### Directions for this task
Omit all images. Write out the rest of the material exactly.

### Entries supplied
※ ※ ※

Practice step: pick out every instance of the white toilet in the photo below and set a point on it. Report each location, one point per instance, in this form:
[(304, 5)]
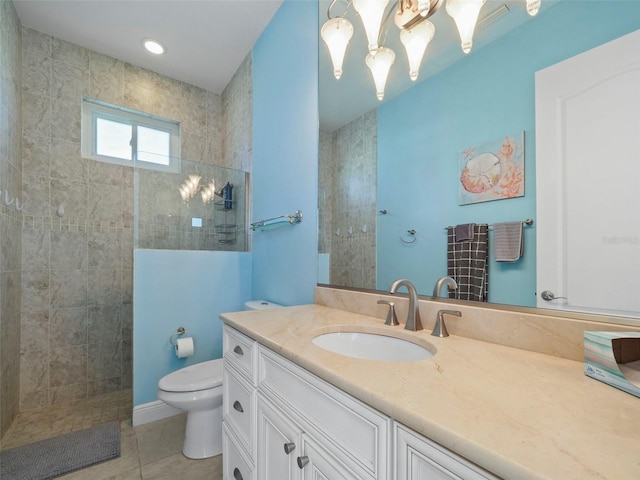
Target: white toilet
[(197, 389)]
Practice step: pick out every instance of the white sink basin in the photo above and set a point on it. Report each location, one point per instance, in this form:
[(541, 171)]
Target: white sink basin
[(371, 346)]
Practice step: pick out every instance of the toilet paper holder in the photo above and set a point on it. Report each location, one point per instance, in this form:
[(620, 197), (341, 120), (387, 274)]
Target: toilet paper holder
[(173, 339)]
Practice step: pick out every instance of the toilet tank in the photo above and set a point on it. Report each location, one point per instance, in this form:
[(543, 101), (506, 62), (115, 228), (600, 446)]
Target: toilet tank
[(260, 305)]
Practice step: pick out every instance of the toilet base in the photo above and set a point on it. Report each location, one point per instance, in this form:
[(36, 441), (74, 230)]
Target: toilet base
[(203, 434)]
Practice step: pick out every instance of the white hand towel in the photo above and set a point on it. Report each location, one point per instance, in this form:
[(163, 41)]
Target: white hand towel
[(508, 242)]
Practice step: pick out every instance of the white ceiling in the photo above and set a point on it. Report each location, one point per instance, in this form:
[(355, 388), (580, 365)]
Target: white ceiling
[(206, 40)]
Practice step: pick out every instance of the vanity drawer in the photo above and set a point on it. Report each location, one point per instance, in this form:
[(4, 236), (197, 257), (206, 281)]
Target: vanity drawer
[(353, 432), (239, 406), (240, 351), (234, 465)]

※ ※ ※

### Solution for this problem
Practice step: pick out every instance of the white toilet in the photo below and set a point on it. Report each location, one point per instance, in this form:
[(304, 5)]
Target: white toilet
[(197, 389)]
Practice step: pick out every instance of the white sink basin in the photo above and set a point on it. Report each location, one point per instance, in this form:
[(541, 171)]
Target: white sink basin
[(371, 346)]
Practice step: pick out every instance of the toilet paper holder in the photo above and set a point on it. Report each location, one point per instance, in this form:
[(620, 197), (341, 120), (387, 274)]
Target: toilet paper holder
[(173, 339)]
Practice step: pick out every instance of the toilet tank in the photo above and set a point on it. Report each location, one point per instance, in this form:
[(543, 101), (506, 62), (115, 228), (600, 446)]
Target: toilet tank
[(260, 305)]
Practice step: pick out every instance of the toilet base in the photo above and set a point on it. Report each location, one point per instance, in this form:
[(36, 441), (74, 230)]
Target: toilet base
[(203, 434)]
Practice step: pick out every instance of the white hand towel in the photo above and set a point on it. Report each location, one point per instance, in this form:
[(163, 41)]
Target: white hand towel
[(508, 242)]
Practice step: pick out every instance of the white ceiling in the photo above and set a point on it. Report each location, one point per instance, in this form:
[(355, 388), (580, 365)]
Target: white ceiling
[(206, 40)]
Practice step: pick out every instance of the vanity drawer in the photo above and set a point on it. Report each location, one point per instance, in this form:
[(4, 236), (197, 257), (206, 281)]
Target: vanity drawer
[(353, 432), (239, 406), (240, 351), (234, 465)]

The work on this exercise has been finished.